- Text section:
In the first part of this series, we took a look at ways that the Barack Obama campaign for President was able to launch the most ambitious political fundraising campaign in history. We then illustrated how small non-profits can emulate these strategies in their own particular environments. In this segment, I’d like to write about some of the internet based tools that the campaign used to further its message.
The Foundation of an Excellent Website
In the case of the Obama campaign, the first thing they did was to build a really high-end website. If you haven’t seen it, please go there now and take a look around: www.barackobama.com. Things will have been updated from the time of the pre-election day period, but I guarantee you that it is one of the cleanest, nicest, easiest-to-read sites you’ve encountered.
It is very easy to scan the various elements of the site quickly. For instance, there is embedded video (which we mention in more detail below), and there is an attractive graphic that links you to their social networking section- myBarackObama.com where you can join for free. They have also created a list of links to all of the various other sites that have an Obama presence, such as Facebook and MySpace. Blog posts are arranged neatly down the left hand side, so people can stay up on the latest campaign news, and they even have a few selected items, such as t-shirts, buttons, and hats for sale, right on the home page. If you decide that you want to get in touch with the campaign, those links are also very clearly marked. You will not find yourself searching very long for anything in the pages of this website.
In addition, all of the pictures are clear, well-posed, and convey a strong, positive message. When you put all of these individual elements together, what emerges is a unified and enjoyable web experience. This is exactly what your non-profit should be aiming for.

- Stated task 1: Reproduce word for word the part of the Obama campaign website text that opens with the words containing "In the first" and closes with "further its message.".

- Records for this exercise:
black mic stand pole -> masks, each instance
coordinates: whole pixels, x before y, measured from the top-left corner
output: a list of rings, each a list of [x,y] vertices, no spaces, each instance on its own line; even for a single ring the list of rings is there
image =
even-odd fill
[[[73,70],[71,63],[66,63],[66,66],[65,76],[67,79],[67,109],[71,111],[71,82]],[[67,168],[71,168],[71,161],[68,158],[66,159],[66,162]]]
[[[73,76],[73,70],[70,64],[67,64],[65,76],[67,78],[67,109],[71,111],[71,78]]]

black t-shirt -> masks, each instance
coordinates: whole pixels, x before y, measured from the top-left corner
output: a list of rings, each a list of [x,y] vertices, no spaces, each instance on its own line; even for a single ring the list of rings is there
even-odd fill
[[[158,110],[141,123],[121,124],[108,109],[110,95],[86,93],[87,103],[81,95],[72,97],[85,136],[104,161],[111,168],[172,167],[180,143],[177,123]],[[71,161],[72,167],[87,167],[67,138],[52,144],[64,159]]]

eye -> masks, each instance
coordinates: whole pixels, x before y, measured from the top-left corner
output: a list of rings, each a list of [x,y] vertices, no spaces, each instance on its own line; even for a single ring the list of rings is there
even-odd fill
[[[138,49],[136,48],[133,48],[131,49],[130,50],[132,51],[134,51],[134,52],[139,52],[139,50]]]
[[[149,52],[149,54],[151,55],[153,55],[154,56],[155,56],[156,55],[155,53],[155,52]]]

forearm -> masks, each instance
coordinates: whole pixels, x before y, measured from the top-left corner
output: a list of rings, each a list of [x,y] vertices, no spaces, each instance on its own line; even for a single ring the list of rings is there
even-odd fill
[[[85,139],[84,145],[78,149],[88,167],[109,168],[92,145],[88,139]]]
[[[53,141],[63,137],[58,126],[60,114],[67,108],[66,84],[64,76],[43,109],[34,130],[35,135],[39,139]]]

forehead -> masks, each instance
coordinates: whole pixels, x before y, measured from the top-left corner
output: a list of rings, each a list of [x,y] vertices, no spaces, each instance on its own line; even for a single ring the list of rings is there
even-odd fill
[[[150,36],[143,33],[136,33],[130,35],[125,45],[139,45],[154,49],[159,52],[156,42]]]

- Stated task 2: Edit the rows from the line containing "forehead -> masks, each instance" through the end of the rows by replacing "top-left corner" with "upper-left corner", leaving everything else unchanged, and give back only that part.

- Complete response 1:
In the first part of this series, we took a look at ways that the Barack Obama campaign for President was able to launch the most ambitious political fundraising campaign in history. We then illustrated how small non-profits can emulate these strategies in their own particular environments. In this segment, I’d like to write about some of the internet based tools that the campaign used to further its message.

- Complete response 2:
forehead -> masks, each instance
coordinates: whole pixels, x before y, measured from the upper-left corner
output: a list of rings, each a list of [x,y] vertices, no spaces, each instance on its own line; even for a single ring the list of rings is there
even-odd fill
[[[150,36],[143,33],[136,33],[130,35],[125,45],[139,45],[154,49],[159,52],[156,42]]]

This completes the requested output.